Exercise – What is needed is an exact copy of the lines in the listing below, from the one with "<point>263,37</point>" up to and including the one with "<point>242,534</point>", with no other lines.

Task material –

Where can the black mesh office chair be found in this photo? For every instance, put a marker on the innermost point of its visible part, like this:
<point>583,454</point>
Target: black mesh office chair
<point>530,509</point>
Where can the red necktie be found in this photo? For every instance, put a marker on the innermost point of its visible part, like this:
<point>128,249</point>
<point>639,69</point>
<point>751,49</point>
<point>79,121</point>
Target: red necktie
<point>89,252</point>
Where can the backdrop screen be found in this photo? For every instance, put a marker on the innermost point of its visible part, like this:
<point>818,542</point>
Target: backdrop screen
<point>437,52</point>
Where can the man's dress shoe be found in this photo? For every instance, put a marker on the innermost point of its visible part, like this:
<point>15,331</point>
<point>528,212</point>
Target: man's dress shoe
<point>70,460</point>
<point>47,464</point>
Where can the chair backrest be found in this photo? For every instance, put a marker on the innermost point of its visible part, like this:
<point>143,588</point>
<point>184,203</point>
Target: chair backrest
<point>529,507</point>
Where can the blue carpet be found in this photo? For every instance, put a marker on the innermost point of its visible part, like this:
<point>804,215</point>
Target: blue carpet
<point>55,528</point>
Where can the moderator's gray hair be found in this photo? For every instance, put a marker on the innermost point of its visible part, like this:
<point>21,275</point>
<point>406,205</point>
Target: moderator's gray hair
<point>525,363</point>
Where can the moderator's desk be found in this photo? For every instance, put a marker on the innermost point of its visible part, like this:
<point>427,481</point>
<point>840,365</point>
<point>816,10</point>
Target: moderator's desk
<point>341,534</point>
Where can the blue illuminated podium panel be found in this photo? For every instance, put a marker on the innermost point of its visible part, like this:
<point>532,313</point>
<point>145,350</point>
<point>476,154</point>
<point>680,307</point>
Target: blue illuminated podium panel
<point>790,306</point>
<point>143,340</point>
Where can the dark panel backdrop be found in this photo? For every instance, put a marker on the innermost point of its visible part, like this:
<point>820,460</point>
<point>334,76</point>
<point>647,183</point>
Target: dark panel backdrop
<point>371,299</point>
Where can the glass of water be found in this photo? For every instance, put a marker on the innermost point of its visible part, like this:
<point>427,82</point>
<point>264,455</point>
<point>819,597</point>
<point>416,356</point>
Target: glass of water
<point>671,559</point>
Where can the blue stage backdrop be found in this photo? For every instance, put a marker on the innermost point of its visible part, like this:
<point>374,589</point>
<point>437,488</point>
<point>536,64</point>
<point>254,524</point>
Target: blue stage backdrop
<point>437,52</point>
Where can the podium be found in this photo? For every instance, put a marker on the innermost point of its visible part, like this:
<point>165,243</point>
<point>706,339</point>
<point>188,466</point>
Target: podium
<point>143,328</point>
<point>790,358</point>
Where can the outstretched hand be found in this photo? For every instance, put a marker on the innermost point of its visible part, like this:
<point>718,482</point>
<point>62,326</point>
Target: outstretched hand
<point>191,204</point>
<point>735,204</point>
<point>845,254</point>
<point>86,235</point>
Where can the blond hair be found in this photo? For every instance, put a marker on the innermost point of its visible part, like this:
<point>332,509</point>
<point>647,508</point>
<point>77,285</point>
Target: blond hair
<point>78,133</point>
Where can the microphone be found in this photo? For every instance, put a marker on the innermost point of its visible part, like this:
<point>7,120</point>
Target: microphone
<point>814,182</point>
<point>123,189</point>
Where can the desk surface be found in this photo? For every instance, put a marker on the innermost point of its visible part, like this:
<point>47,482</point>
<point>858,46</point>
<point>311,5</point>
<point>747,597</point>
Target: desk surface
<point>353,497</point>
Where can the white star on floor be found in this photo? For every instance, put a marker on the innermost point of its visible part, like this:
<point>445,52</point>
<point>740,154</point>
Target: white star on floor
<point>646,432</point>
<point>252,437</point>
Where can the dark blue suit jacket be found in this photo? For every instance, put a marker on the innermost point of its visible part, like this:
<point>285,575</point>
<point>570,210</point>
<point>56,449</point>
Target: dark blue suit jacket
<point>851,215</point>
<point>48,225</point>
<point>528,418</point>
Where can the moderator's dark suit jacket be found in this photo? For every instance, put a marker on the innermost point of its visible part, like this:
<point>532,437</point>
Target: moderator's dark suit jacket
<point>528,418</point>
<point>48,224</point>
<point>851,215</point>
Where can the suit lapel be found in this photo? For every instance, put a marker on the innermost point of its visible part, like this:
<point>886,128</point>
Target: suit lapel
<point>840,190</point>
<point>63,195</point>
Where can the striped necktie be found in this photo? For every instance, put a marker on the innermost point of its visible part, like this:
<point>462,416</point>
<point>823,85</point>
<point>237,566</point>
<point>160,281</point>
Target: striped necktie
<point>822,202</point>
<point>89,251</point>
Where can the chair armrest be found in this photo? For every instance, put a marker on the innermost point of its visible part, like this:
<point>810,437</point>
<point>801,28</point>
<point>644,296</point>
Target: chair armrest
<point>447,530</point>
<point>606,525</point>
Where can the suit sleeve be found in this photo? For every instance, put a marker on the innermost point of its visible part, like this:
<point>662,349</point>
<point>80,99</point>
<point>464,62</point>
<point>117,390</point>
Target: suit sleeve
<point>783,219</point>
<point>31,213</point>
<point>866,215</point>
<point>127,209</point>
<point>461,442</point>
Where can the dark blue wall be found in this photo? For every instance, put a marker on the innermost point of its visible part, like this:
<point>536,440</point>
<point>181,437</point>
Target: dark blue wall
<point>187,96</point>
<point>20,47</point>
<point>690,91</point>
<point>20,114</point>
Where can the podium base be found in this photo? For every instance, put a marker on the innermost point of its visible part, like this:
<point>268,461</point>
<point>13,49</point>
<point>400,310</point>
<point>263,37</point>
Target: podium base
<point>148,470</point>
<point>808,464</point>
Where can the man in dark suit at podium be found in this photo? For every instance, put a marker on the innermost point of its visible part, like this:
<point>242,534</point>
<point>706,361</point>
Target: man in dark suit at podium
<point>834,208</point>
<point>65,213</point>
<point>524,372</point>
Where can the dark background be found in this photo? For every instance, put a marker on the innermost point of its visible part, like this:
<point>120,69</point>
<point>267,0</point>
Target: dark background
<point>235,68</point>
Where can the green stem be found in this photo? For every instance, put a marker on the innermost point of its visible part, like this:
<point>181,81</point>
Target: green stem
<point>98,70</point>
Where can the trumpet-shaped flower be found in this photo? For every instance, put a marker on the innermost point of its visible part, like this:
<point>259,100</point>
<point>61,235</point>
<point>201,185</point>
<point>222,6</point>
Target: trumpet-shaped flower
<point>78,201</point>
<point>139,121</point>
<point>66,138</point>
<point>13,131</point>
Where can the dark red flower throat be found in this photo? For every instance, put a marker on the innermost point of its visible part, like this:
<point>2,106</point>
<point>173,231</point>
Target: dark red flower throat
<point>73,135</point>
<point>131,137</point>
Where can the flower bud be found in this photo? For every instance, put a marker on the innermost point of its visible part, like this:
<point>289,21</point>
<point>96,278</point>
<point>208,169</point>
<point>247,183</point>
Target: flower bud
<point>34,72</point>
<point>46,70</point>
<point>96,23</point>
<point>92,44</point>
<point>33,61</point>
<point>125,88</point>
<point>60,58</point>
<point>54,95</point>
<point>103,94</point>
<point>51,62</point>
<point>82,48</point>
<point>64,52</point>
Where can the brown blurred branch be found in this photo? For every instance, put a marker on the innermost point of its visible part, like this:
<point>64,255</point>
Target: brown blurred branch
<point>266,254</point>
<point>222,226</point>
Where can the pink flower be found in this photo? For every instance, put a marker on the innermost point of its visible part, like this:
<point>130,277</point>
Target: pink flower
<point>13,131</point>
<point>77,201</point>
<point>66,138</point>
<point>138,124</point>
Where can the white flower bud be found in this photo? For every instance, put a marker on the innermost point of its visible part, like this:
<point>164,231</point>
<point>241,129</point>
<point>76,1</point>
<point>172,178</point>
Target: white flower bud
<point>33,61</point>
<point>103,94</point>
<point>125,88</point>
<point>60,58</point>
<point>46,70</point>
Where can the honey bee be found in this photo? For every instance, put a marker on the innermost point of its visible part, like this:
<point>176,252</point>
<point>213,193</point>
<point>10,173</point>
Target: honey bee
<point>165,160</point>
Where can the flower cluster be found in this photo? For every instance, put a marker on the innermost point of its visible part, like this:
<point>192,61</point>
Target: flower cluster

Answer to this problem –
<point>263,37</point>
Target: podium base
<point>148,470</point>
<point>808,464</point>
Where can the man in dark suit at podium be found in this photo? For every instance, put a marker on the innermost point of its visible part, like this:
<point>242,534</point>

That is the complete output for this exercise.